→ **ACTIONS TO TAKE**
1 > Transcribe the part of the dressage post starting with "I remember to" and going on through "Repeat for eternity.".
2 > Answer these questions from the dressage post:
(a) For how long did the writer work on the circle without a break?
(b) What did the writer order for Penn?
(c) In the gym comparison, how heavy is the weight being lifted?
3 > Translate this sentence from the dressage post into Spanish: "I haven’t written anything lately because honestly, there’s nothing to write about."

→ **TEXT SHOWN**
__________

Dressage is Such a Slog

Does anyone else feel that way? I mean, I love dressage. It fits my type A personality really well, but I lived on my stupid circle for 3 weeks straight (I believe it's actually called, "a stupid fucking circle." Just doing endless transitions. Shaking him off the bit. Feeling like a failure. Keep going anyway. Being type A is probably WHY I can keep going.

I haven’t written anything lately because honestly, there’s nothing to write about. I ordered Penn’s new double, but I’m having some sizing issues so it’s not ready to be blog fodder yet. Other than that, I haven’t been doing anything with him except schooling him and putting hours in the saddle working on our homework from the lessons in my last post.

Maybe there's some self carriage out there?

I’ve been diligently working on Penn’s self-carriage. Walk/trot/walk/trot etc until the end of time. I’m sure we spend a lot of time walking… but it’s so damn hard! I am also applying more leg than I ever have before. Makes sense, I need to generate the energy for him to convert into shoulder lift. When he doesn’t listen to one leg, I keep digging in with it (or pony club kick it), and put a seatbone into it until he decides he’d rather leg yield away from it. But it never, ever goes away until he responds.

I remember to apply my leg first. Double what I think I actually need. I vibrate my hands. I make sure he stays on the bit. I vibrate my hands some more. I check him for self-carriage by giving a hand away, then giving the other away. I check for the topline of his neck to be blown up like a balloon. I check that my shoulders are up and back and I’m sitting on my tailbone.

Earning my bronze medal. Because at some point in my past, I didn't feel incompetent.

On the bit. Hold yourself. On the bit. Hold yourself. Repeat for eternity.

I am battling his ever shifting balance. Leg on. Put him back on the bit. Leg on, sit on my tailbone, and vibrate the hands because he fell on his shoulder and plowed down. Put him back on the bit.

The right lead canter broke almost immediately upon our return home from lessons. Like, it was completely gone. It was alarming, but the ability to trot to the right without flailing nonsense also disappeared at the same time, sooooo… tracking right was just screwed?

I’d ask for the right lead and for him to sit and carry himself. He’d take two or three strides and then do an awkward trot skip change to the left lead. Back to walk, ask again. I eventually got fed up with that nonsense and double leg pony club kicked him forward on the right lead. You can’t trot and change if you’re hand galloping! That seemed to help a lot- it made my leg a bit more meaningful.

This was super fun. Why can't working on self carriage be this fun?

It is such a SLOG. It isn’t fun for either of us. I feel like I’m going to the gym every day and lifting the same 10 pound weight for a half hour. No switching it up, just keep lifting it while waiting for it to get easier.

On the bright side, before I started all of this, I was panicking because I couldn’t do the 10m half circle to 10m half circle in 2-2 and 3-3 without him falling on his face or bulging or running off (or some combination of those). I have slowly started adding that back, and he’s much much better about it and has stopped flailing through it.

__________

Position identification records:

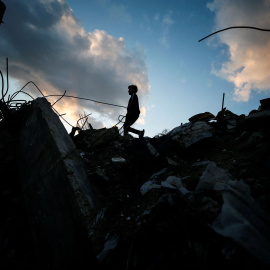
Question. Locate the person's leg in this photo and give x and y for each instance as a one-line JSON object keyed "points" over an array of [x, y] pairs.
{"points": [[127, 126], [130, 120]]}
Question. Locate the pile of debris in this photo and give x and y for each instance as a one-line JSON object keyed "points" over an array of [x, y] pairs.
{"points": [[196, 197]]}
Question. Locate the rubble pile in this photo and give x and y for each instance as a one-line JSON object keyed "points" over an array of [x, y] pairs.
{"points": [[196, 197]]}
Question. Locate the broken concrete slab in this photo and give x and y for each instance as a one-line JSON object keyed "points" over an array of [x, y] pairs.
{"points": [[58, 194], [191, 133], [206, 116]]}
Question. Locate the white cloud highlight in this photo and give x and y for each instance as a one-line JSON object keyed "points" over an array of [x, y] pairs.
{"points": [[249, 50], [45, 43]]}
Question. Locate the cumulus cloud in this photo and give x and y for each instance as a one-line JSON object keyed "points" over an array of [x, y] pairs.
{"points": [[166, 23], [249, 50], [45, 43]]}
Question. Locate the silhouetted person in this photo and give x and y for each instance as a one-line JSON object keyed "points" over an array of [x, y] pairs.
{"points": [[133, 112], [2, 11]]}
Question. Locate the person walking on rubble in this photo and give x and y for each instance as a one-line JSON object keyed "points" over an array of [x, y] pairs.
{"points": [[133, 112]]}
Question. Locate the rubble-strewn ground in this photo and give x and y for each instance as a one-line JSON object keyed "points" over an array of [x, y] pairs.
{"points": [[162, 228]]}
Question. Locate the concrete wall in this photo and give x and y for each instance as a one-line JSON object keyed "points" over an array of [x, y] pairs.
{"points": [[59, 196]]}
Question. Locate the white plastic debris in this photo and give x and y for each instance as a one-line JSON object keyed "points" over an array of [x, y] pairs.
{"points": [[118, 160], [147, 186]]}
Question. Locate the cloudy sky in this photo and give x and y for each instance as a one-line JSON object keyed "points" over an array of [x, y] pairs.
{"points": [[95, 49]]}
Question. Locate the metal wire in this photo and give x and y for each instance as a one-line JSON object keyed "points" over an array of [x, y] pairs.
{"points": [[232, 27], [17, 103]]}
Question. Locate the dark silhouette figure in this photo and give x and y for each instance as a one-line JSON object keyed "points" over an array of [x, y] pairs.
{"points": [[133, 112], [2, 11]]}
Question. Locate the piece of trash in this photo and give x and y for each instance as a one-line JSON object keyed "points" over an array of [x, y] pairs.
{"points": [[118, 160], [147, 186]]}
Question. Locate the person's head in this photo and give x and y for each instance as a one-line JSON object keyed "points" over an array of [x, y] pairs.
{"points": [[132, 89]]}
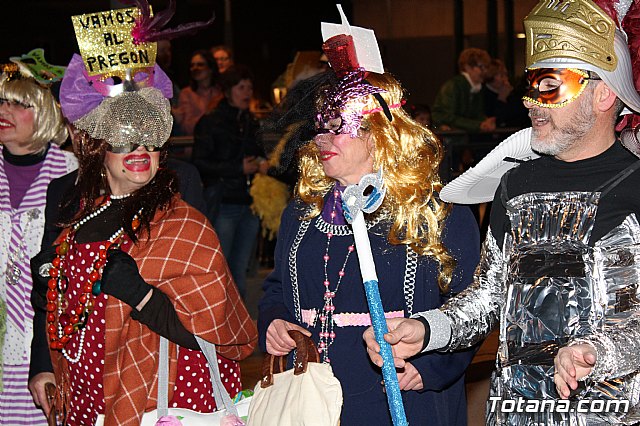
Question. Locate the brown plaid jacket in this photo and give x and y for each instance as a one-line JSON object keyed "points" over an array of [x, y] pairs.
{"points": [[181, 257]]}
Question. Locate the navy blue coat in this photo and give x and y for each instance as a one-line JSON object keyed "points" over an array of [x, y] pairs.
{"points": [[442, 401]]}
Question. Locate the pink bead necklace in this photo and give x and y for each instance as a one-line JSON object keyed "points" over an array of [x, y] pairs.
{"points": [[327, 334]]}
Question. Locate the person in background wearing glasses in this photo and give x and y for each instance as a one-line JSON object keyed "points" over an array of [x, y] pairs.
{"points": [[31, 130], [133, 263], [202, 94], [223, 56], [459, 103]]}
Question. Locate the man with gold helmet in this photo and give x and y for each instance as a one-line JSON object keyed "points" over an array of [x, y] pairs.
{"points": [[560, 265]]}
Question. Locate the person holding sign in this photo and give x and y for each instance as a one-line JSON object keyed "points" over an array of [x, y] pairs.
{"points": [[133, 263], [342, 125], [31, 130]]}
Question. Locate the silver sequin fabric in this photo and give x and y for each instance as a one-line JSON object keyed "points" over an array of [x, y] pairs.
{"points": [[548, 288]]}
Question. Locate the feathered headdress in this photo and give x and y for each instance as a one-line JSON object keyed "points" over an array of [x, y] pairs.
{"points": [[148, 28]]}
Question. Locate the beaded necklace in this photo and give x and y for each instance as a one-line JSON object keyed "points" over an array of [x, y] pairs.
{"points": [[327, 334], [62, 321]]}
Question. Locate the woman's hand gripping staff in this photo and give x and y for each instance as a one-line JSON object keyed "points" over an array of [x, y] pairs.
{"points": [[355, 203]]}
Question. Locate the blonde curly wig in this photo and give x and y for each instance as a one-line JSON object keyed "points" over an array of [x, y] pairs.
{"points": [[48, 124], [410, 155]]}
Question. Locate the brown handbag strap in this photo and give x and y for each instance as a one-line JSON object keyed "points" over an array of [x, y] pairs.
{"points": [[306, 352]]}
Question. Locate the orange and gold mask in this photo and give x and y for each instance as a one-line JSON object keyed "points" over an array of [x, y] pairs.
{"points": [[555, 87]]}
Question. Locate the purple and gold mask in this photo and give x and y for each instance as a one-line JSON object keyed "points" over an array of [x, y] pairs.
{"points": [[555, 87], [342, 109]]}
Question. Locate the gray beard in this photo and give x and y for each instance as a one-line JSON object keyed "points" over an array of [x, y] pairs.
{"points": [[560, 140]]}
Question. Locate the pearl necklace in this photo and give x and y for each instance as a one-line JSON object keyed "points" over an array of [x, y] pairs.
{"points": [[327, 333], [64, 325]]}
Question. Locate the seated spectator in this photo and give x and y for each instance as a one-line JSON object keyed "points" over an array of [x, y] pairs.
{"points": [[501, 100], [202, 95], [223, 56], [459, 103], [227, 154]]}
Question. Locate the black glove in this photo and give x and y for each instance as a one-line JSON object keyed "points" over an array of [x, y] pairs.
{"points": [[40, 287], [121, 278]]}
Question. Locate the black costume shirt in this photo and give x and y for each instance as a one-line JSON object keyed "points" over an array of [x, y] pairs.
{"points": [[548, 174]]}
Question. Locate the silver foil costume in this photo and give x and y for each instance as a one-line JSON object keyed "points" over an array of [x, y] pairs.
{"points": [[549, 288]]}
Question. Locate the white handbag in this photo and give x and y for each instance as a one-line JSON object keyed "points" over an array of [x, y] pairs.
{"points": [[307, 395], [189, 417]]}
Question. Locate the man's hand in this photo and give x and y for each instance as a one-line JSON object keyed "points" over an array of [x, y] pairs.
{"points": [[572, 364], [409, 378], [36, 387], [278, 340], [406, 336]]}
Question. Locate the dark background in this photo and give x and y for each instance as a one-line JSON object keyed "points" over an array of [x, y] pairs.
{"points": [[265, 34]]}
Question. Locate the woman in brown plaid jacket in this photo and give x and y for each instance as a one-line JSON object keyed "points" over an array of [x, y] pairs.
{"points": [[133, 263]]}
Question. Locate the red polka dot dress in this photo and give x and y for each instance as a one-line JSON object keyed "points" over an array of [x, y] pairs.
{"points": [[85, 375], [193, 384]]}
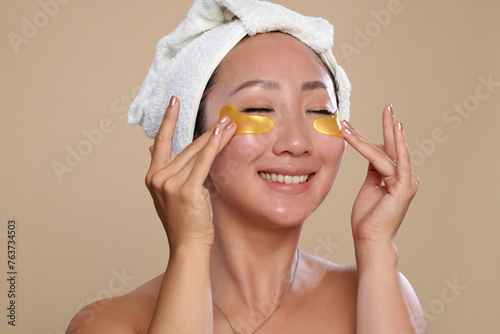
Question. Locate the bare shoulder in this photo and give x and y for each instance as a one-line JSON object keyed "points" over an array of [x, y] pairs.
{"points": [[127, 314], [331, 275], [342, 281]]}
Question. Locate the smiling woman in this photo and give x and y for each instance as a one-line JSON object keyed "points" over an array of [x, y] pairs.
{"points": [[236, 268]]}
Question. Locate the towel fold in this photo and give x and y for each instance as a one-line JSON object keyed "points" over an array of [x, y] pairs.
{"points": [[186, 58]]}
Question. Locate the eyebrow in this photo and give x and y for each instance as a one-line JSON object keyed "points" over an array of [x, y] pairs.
{"points": [[270, 84]]}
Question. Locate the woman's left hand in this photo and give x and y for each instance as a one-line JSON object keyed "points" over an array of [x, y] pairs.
{"points": [[389, 186]]}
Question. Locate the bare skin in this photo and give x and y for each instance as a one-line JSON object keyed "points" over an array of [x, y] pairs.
{"points": [[244, 257]]}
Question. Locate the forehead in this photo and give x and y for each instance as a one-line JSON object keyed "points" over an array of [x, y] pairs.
{"points": [[273, 56]]}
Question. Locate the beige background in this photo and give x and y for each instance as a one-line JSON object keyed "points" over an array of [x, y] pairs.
{"points": [[80, 231]]}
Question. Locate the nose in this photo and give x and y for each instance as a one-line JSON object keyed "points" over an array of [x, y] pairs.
{"points": [[292, 138]]}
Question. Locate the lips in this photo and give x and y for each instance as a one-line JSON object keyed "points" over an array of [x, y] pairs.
{"points": [[284, 178]]}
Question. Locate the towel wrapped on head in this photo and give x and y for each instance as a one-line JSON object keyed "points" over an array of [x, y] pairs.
{"points": [[186, 58]]}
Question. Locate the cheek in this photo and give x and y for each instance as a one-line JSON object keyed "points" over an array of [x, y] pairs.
{"points": [[237, 155], [332, 148]]}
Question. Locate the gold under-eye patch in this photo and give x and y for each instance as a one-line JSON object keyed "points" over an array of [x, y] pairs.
{"points": [[247, 124], [328, 125]]}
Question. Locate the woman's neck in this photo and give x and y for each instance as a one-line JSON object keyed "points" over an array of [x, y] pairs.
{"points": [[251, 266]]}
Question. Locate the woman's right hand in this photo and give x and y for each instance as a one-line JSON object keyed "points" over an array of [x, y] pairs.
{"points": [[177, 185]]}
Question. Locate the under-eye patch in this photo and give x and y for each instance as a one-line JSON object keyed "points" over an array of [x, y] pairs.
{"points": [[247, 124], [328, 125]]}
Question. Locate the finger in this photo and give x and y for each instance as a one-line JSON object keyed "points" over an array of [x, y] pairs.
{"points": [[196, 146], [162, 151], [374, 154], [184, 163], [403, 166], [388, 128], [373, 177], [198, 166]]}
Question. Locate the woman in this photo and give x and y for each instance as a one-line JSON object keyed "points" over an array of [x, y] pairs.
{"points": [[238, 270]]}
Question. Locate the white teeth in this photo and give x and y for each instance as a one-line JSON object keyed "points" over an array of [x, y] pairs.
{"points": [[287, 179]]}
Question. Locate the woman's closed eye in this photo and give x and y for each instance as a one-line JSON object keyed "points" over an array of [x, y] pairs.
{"points": [[321, 112], [257, 110]]}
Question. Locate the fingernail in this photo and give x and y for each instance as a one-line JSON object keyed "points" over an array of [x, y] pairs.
{"points": [[230, 125], [346, 124], [172, 101], [223, 119], [348, 131], [216, 131]]}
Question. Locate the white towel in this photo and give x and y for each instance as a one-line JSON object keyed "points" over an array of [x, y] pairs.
{"points": [[186, 58]]}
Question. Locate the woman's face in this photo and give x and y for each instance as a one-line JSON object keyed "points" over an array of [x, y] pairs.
{"points": [[281, 78]]}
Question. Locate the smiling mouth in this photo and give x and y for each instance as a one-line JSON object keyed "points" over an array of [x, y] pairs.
{"points": [[286, 179]]}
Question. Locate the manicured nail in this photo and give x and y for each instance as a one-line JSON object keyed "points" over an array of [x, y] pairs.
{"points": [[224, 119], [172, 101], [390, 109], [216, 131], [346, 124]]}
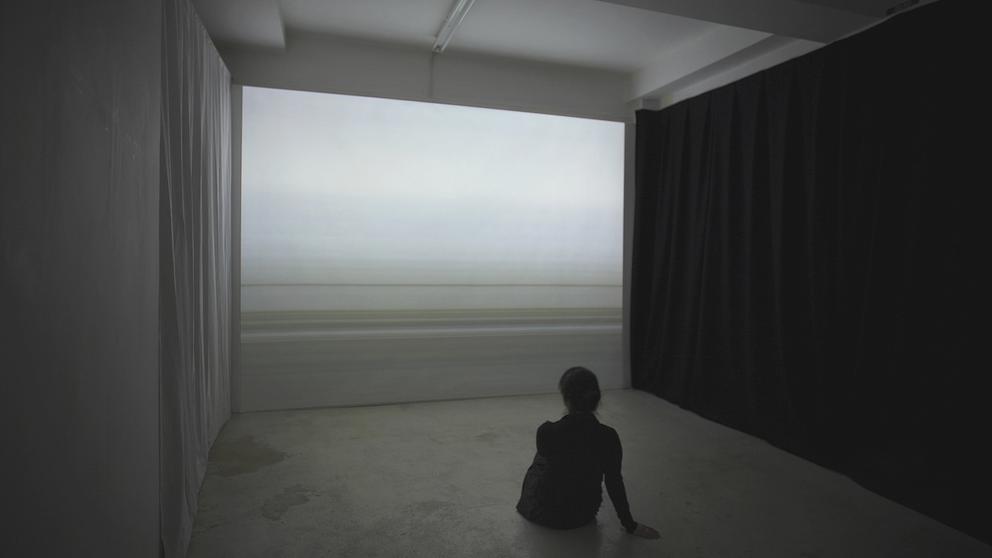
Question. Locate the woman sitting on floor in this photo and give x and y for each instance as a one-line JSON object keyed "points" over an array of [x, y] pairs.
{"points": [[562, 487]]}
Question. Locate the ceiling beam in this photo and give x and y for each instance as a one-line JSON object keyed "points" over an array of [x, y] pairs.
{"points": [[247, 22], [789, 18], [704, 50]]}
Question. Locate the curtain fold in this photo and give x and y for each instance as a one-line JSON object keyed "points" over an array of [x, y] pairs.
{"points": [[806, 260], [194, 244]]}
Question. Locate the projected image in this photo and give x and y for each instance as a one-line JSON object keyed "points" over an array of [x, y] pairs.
{"points": [[373, 217]]}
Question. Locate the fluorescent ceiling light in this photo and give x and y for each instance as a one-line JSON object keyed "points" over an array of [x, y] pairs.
{"points": [[455, 17]]}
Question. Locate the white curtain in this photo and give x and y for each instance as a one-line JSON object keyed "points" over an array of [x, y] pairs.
{"points": [[194, 264], [397, 250]]}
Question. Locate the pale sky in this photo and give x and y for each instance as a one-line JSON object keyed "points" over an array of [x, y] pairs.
{"points": [[342, 189]]}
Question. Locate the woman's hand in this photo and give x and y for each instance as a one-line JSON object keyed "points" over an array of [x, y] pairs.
{"points": [[645, 532]]}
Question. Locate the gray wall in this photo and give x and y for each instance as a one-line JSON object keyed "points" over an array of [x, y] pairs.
{"points": [[79, 120]]}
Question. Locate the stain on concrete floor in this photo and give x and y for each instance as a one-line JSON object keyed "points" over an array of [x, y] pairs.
{"points": [[276, 506], [241, 456]]}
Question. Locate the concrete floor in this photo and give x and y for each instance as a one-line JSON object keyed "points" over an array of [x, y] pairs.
{"points": [[441, 479]]}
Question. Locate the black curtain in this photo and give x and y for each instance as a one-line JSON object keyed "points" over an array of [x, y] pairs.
{"points": [[809, 254]]}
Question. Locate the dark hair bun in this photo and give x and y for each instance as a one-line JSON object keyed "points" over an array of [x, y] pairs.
{"points": [[580, 389]]}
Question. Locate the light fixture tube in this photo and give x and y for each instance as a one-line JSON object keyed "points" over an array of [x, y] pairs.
{"points": [[455, 17]]}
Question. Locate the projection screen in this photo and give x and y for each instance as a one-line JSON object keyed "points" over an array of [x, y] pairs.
{"points": [[400, 251]]}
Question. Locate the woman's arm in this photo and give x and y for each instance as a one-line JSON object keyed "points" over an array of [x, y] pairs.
{"points": [[617, 491], [614, 481]]}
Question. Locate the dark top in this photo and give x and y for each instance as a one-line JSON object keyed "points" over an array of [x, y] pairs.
{"points": [[562, 486]]}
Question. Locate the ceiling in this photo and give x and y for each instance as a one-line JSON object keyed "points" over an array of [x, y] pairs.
{"points": [[656, 42]]}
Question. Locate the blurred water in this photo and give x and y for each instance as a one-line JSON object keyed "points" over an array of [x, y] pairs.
{"points": [[384, 298]]}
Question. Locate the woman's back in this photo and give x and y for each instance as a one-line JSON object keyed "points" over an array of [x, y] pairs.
{"points": [[562, 485]]}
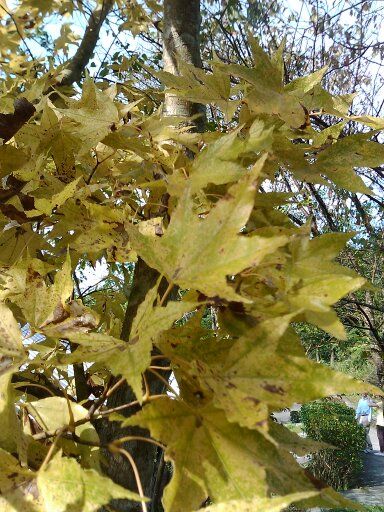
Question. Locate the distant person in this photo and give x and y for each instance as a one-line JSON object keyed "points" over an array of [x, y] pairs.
{"points": [[363, 416], [380, 427]]}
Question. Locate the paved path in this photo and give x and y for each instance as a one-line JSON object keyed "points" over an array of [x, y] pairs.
{"points": [[371, 489]]}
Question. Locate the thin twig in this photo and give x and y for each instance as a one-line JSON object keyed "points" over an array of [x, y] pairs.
{"points": [[135, 472]]}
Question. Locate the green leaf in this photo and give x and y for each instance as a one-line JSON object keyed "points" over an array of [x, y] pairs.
{"points": [[226, 160], [18, 490], [64, 486], [41, 304], [201, 256], [92, 117], [10, 432], [261, 504], [54, 413], [11, 345], [213, 457]]}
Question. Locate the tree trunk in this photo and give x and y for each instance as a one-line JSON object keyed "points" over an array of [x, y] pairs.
{"points": [[181, 41]]}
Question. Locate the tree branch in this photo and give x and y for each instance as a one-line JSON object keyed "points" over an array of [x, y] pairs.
{"points": [[87, 46]]}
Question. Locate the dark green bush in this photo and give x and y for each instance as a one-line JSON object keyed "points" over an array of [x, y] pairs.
{"points": [[334, 423], [295, 417]]}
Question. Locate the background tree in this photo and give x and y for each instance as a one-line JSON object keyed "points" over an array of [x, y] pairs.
{"points": [[94, 172]]}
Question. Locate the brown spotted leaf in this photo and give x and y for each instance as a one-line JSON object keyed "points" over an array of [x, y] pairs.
{"points": [[11, 123]]}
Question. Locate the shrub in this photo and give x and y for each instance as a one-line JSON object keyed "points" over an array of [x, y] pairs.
{"points": [[295, 417], [334, 423]]}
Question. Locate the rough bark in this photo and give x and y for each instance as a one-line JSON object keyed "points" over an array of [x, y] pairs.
{"points": [[181, 41]]}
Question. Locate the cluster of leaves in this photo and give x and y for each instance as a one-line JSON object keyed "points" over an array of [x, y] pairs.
{"points": [[92, 177], [334, 423]]}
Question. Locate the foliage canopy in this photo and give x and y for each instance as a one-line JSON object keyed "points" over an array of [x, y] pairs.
{"points": [[99, 174]]}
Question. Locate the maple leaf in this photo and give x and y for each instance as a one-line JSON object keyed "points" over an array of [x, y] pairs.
{"points": [[11, 123], [211, 248]]}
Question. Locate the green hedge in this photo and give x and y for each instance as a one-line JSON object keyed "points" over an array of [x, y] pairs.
{"points": [[334, 423]]}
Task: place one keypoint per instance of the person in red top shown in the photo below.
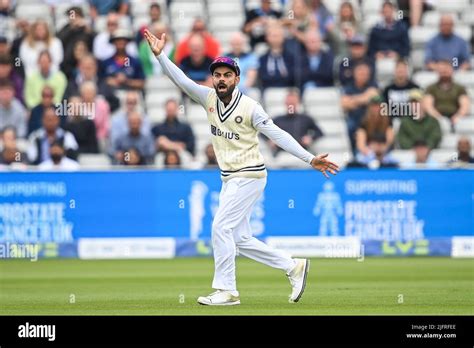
(212, 46)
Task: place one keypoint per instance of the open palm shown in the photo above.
(156, 44)
(324, 165)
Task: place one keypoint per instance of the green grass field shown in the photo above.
(170, 287)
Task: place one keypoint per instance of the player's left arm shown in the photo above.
(263, 123)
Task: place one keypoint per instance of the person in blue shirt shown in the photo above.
(446, 45)
(122, 71)
(389, 38)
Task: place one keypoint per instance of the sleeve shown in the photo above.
(195, 91)
(263, 123)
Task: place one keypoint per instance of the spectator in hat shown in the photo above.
(276, 67)
(196, 65)
(447, 46)
(358, 54)
(102, 8)
(122, 71)
(103, 48)
(173, 134)
(299, 125)
(46, 75)
(134, 139)
(314, 68)
(87, 71)
(373, 124)
(257, 20)
(419, 125)
(212, 46)
(38, 40)
(12, 112)
(57, 159)
(421, 154)
(396, 93)
(76, 30)
(41, 139)
(7, 72)
(356, 97)
(389, 38)
(446, 97)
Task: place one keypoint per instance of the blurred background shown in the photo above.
(97, 143)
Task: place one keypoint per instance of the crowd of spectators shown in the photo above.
(78, 90)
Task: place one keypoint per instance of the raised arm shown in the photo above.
(263, 123)
(195, 91)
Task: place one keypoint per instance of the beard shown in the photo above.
(224, 93)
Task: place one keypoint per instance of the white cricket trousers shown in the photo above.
(231, 232)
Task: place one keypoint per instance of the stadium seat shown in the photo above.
(425, 78)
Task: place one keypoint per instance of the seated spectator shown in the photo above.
(301, 22)
(150, 64)
(248, 62)
(41, 139)
(87, 71)
(76, 30)
(419, 126)
(173, 134)
(398, 91)
(463, 157)
(119, 123)
(102, 8)
(211, 46)
(36, 115)
(57, 159)
(356, 97)
(38, 40)
(9, 152)
(82, 127)
(211, 159)
(315, 67)
(172, 159)
(100, 109)
(122, 71)
(12, 112)
(45, 76)
(301, 126)
(389, 38)
(276, 67)
(256, 21)
(358, 51)
(134, 139)
(324, 18)
(155, 17)
(377, 155)
(196, 65)
(8, 73)
(422, 156)
(373, 124)
(447, 46)
(103, 48)
(445, 97)
(70, 67)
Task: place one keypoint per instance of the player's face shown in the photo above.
(224, 81)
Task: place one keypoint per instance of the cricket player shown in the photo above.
(235, 121)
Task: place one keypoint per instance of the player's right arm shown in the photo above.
(195, 91)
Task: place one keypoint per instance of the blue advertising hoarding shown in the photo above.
(384, 205)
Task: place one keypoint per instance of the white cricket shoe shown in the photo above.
(220, 298)
(297, 278)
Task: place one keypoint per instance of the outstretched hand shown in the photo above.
(324, 165)
(156, 44)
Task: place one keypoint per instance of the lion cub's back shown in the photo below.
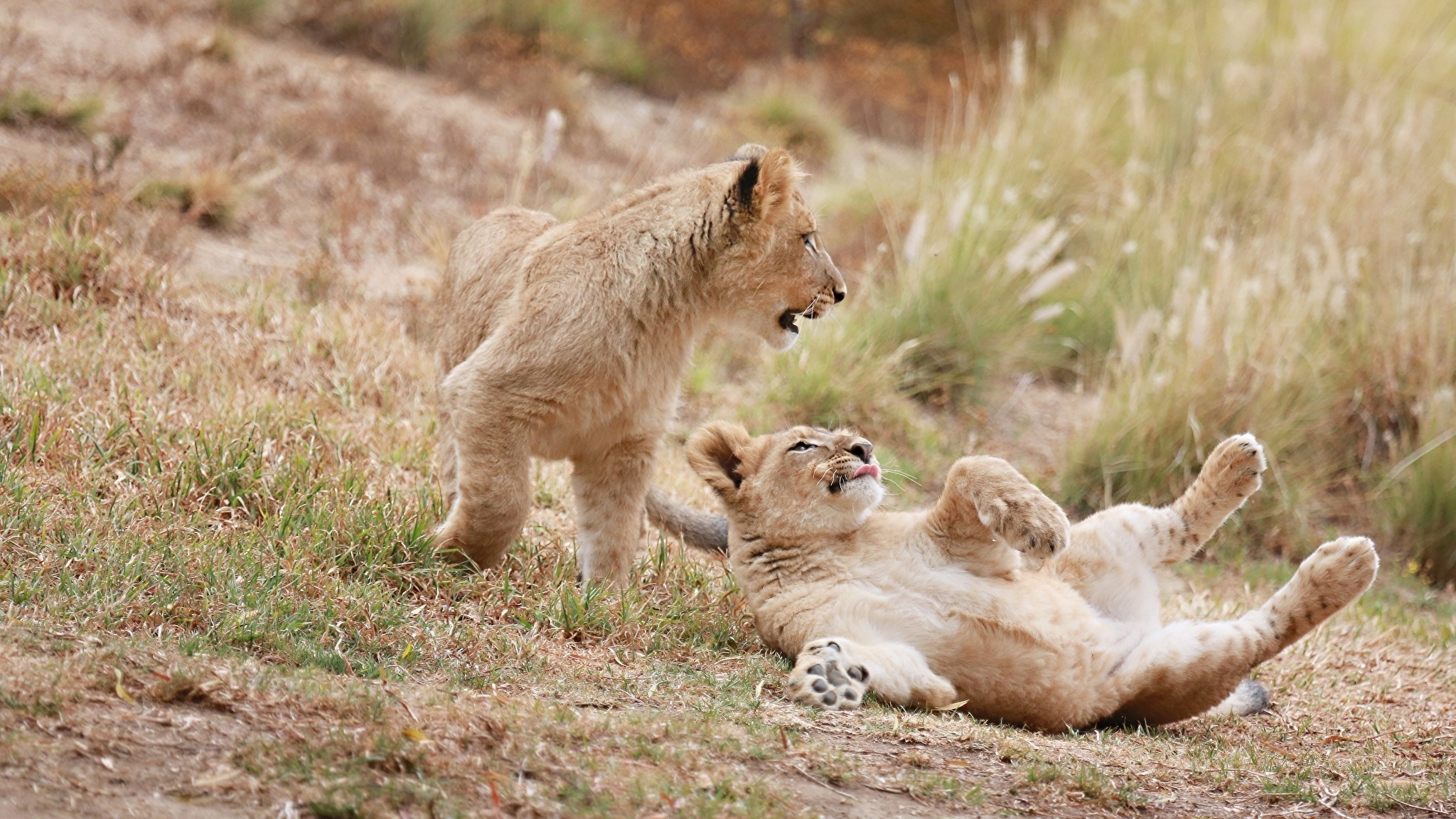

__________

→ **WORKED ANSWERS**
1 >
I remember to apply my leg first. Double what I think I actually need. I vibrate my hands. I make sure he stays on the bit. I vibrate my hands some more. I check him for self-carriage by giving a hand away, then giving the other away. I check for the topline of his neck to be blown up like a balloon. I check that my shoulders are up and back and I’m sitting on my tailbone.

Earning my bronze medal. Because at some point in my past, I didn't feel incompetent.

On the bit. Hold yourself. On the bit. Hold yourself. Repeat for eternity.

2 >
(a) 3 weeks straight.
(b) A new double.
(c) 10 pounds.

3 > No he escrito nada últimamente porque, sinceramente, no hay nada sobre lo que escribir.